── DATA EXTRACTS ──

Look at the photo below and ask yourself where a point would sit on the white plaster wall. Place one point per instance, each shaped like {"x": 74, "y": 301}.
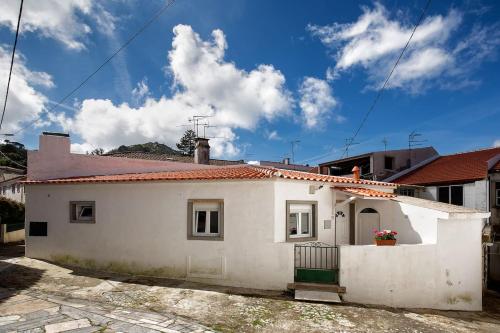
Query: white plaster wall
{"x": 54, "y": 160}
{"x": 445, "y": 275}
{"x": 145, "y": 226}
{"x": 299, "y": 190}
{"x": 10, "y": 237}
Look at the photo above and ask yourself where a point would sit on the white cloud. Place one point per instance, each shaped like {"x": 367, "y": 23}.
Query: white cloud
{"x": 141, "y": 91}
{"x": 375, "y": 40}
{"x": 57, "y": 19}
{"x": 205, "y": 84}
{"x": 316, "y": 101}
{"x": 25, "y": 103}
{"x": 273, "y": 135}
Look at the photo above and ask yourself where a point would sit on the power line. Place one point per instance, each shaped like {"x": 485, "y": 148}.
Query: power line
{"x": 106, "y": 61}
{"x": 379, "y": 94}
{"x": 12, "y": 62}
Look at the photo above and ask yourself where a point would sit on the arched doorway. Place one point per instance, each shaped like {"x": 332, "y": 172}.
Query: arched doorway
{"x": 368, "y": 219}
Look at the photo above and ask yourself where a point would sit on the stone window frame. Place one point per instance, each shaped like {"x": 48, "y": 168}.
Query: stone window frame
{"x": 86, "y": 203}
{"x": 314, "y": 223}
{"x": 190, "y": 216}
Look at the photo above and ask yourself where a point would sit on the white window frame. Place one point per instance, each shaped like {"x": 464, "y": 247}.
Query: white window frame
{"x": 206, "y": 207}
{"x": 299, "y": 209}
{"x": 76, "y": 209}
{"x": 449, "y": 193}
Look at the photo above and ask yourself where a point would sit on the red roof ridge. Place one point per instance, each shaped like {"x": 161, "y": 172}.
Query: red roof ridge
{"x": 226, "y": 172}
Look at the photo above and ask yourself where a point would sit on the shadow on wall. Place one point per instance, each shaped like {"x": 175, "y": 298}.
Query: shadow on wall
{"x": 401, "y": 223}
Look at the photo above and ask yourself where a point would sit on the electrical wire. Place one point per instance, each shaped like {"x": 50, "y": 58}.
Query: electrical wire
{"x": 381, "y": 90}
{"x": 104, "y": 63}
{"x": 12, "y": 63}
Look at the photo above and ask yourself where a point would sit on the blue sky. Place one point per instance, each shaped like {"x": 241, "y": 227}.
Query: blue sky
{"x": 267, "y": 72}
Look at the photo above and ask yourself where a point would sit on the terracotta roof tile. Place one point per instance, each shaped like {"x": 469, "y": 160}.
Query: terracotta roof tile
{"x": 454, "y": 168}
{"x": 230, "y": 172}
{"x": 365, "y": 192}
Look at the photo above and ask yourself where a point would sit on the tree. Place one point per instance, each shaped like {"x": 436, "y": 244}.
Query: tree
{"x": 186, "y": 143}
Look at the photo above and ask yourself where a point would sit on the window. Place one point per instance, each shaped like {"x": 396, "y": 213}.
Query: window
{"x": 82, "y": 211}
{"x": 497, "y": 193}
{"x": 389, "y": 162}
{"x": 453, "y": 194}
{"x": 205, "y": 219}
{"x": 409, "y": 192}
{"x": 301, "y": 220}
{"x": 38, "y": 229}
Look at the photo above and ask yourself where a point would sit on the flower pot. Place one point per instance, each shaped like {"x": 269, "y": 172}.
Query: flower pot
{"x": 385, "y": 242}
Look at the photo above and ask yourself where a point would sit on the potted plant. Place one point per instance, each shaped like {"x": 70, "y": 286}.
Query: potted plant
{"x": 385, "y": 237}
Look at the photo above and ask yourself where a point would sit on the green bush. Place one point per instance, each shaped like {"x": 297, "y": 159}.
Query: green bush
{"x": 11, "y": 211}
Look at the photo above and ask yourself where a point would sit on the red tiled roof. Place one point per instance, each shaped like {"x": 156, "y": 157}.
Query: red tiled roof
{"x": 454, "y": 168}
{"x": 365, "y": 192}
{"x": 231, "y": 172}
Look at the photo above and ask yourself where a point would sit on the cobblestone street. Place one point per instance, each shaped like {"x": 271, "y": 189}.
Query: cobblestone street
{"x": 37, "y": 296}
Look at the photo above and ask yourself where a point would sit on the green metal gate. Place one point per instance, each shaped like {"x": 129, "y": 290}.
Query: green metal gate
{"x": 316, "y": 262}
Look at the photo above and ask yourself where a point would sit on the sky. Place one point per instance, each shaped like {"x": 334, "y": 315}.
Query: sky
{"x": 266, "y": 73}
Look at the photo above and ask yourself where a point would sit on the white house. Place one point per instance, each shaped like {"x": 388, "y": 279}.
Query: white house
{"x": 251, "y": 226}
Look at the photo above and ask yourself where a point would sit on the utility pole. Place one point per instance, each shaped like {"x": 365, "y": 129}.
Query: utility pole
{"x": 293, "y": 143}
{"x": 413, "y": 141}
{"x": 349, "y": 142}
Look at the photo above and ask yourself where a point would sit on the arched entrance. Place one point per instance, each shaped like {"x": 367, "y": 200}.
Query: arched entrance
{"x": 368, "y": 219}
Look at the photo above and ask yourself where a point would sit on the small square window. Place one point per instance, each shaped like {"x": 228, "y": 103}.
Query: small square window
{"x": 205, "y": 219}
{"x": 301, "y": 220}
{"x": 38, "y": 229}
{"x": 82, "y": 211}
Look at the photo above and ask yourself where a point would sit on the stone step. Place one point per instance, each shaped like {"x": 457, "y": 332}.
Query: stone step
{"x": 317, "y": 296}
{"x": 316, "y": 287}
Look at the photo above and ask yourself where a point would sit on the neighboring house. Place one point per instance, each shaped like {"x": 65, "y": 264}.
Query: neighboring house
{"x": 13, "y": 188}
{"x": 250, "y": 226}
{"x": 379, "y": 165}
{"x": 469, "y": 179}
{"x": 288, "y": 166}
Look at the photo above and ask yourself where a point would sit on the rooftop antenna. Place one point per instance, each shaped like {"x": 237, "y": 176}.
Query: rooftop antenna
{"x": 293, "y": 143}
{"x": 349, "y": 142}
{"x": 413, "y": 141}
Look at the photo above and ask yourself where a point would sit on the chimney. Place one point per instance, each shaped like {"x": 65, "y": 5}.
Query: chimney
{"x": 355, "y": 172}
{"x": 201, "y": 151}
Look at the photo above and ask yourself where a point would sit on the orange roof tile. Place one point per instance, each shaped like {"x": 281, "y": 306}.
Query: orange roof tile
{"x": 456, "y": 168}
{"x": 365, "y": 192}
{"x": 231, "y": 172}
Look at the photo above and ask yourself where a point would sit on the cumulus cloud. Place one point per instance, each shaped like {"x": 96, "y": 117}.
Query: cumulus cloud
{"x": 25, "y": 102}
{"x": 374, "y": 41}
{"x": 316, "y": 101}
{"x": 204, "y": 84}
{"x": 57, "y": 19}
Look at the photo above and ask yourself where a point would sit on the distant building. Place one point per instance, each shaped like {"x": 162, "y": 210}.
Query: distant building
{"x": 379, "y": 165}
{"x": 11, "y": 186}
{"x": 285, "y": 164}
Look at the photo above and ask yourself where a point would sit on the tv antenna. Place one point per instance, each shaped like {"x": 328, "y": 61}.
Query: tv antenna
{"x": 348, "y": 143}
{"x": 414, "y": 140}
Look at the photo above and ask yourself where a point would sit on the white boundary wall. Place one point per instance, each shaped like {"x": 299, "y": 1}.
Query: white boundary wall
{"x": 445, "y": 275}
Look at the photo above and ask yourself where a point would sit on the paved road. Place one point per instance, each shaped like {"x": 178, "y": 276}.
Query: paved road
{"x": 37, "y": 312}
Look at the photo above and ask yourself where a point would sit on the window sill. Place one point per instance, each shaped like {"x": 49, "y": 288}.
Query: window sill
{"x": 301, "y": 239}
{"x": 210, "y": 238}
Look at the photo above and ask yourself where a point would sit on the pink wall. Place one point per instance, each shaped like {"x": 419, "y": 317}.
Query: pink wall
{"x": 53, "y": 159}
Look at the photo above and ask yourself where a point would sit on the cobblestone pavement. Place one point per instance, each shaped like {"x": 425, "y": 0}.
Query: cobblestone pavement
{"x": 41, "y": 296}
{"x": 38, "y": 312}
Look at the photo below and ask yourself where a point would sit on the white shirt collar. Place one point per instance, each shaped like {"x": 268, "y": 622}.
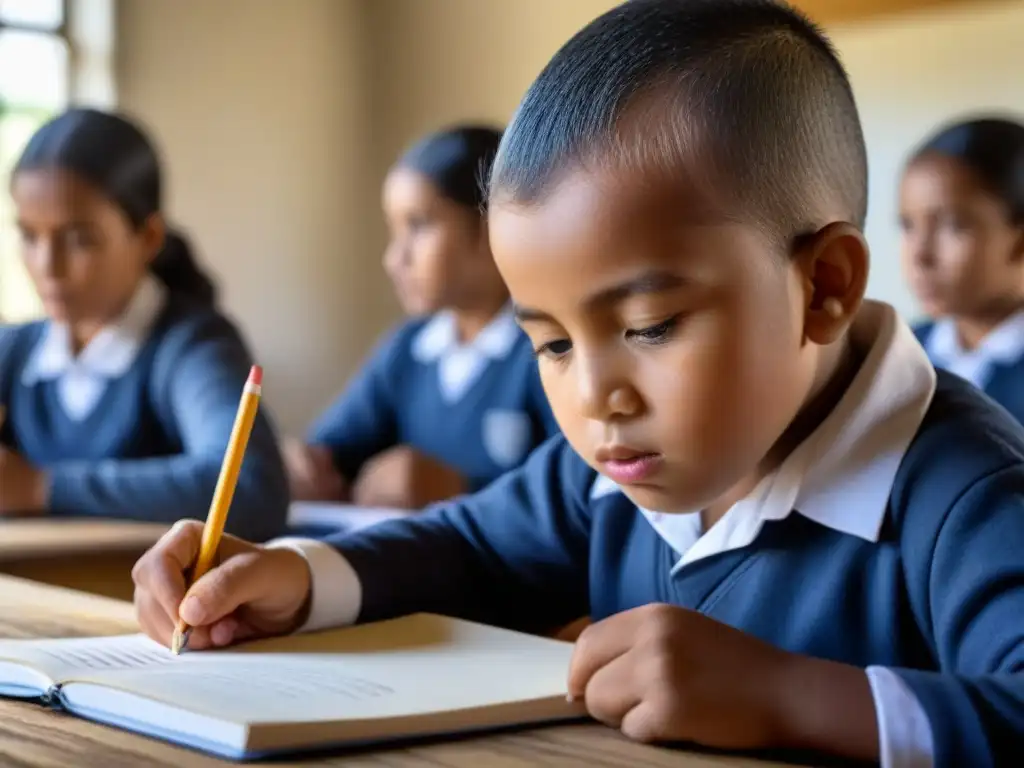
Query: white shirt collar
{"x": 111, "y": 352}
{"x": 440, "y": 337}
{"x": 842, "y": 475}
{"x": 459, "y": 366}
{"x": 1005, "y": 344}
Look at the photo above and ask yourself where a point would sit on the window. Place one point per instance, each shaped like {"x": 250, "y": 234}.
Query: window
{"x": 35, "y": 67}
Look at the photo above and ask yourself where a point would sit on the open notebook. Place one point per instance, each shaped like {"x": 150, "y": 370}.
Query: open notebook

───

◆ **WORK TO COMPLETE**
Begin at the first line of the entries above and return each line exactly, stopping after the line that contains "the white cloud.". Pictures do not belong in the copy.

◆ **RESPONSE**
Look at the photo below and ask yourself where a point would sit on the white plaster wall. Place one point per instance, each shaped like {"x": 74, "y": 301}.
Query: white plaster wall
{"x": 54, "y": 160}
{"x": 445, "y": 275}
{"x": 145, "y": 226}
{"x": 299, "y": 190}
{"x": 10, "y": 237}
Look at the photo above and ask yourself where a point would sit on the white cloud. Place one point per instance, each shaped like {"x": 367, "y": 23}.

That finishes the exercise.